Point-per-instance localization data:
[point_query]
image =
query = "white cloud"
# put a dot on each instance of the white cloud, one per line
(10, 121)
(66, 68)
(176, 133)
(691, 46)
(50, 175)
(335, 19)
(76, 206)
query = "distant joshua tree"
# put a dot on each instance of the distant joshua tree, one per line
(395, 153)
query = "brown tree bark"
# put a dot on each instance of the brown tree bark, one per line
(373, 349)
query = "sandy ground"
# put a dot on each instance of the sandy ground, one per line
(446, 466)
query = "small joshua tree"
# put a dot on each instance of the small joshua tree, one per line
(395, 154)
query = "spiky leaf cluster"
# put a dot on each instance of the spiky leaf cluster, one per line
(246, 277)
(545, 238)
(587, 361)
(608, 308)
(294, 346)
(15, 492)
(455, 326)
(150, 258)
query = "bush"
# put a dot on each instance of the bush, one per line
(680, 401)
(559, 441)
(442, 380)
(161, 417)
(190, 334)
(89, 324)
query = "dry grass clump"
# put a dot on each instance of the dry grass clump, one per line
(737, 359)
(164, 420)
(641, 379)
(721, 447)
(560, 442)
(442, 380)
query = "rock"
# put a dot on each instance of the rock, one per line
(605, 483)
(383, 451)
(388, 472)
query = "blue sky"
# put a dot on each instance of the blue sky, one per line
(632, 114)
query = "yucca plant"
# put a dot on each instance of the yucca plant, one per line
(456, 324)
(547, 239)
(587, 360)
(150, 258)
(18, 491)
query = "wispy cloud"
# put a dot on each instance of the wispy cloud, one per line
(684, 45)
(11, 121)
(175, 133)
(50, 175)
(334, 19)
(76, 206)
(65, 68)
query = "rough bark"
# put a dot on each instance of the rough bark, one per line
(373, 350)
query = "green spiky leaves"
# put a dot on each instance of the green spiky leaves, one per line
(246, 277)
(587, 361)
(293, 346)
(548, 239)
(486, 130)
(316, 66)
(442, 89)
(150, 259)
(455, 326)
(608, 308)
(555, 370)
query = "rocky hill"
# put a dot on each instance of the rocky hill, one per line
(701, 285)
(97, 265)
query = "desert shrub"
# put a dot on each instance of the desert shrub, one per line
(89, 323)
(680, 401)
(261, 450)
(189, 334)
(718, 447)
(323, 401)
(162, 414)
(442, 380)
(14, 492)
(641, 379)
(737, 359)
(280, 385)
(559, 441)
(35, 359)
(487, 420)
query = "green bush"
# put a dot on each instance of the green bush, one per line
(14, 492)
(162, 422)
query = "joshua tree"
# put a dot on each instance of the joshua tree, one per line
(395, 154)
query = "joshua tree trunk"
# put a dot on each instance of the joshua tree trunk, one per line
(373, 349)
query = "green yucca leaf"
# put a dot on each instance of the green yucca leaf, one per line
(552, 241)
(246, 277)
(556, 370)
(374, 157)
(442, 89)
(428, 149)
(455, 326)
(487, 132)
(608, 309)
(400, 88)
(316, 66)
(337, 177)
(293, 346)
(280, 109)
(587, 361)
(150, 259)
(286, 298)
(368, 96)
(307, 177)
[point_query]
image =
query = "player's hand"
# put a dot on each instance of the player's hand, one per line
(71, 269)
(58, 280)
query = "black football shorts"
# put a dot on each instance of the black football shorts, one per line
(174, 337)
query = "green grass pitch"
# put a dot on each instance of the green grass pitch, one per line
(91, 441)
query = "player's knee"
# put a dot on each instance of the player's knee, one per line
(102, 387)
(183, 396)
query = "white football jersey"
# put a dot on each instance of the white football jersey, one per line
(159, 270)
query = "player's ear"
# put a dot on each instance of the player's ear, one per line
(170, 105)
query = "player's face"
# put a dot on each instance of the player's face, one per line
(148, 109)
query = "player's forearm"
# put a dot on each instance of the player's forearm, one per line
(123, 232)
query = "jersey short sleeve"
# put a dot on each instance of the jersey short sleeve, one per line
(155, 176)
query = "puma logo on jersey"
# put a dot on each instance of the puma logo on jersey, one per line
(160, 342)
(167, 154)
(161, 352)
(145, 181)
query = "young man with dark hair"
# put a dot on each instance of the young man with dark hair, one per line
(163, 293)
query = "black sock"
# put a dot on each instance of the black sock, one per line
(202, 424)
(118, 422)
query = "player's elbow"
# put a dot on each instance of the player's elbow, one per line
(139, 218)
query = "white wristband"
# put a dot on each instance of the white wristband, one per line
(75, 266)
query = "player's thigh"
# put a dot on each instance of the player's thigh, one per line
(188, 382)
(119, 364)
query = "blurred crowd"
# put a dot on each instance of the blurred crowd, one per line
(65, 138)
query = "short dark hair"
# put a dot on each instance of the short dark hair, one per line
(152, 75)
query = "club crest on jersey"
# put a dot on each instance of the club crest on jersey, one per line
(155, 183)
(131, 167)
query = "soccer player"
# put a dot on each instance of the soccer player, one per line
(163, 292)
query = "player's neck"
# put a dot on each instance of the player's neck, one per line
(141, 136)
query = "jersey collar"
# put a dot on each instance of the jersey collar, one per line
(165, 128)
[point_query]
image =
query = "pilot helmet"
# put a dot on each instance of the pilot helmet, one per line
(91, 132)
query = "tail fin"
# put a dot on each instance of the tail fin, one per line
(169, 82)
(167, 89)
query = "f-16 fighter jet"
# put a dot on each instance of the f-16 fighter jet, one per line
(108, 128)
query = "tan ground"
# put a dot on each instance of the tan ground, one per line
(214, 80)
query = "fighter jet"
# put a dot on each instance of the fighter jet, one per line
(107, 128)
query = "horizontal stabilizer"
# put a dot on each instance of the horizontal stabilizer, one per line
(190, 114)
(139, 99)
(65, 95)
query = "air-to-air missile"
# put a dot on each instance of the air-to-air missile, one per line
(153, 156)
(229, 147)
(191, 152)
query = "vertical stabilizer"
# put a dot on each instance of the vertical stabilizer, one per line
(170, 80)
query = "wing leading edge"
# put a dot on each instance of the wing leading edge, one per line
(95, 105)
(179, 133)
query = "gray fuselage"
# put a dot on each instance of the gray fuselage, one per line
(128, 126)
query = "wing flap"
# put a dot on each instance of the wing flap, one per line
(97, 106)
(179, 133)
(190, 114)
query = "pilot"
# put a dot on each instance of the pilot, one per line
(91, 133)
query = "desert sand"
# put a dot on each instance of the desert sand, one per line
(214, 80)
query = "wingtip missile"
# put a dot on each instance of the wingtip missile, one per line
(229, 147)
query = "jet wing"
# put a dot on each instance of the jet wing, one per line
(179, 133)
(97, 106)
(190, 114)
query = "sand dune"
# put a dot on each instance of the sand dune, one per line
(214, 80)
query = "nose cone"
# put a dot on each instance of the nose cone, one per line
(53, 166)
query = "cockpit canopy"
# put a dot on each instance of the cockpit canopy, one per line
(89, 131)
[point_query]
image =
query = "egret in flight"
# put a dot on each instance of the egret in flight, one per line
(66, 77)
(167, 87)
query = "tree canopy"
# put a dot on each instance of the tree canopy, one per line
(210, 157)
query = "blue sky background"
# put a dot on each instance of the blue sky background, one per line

- [What is expected]
Only lines with the word "background" are wanted. Find and copy them from the records above.

- [Final answer]
query = "blue sky background"
# put a dot on each instance of the blue sky background, one per line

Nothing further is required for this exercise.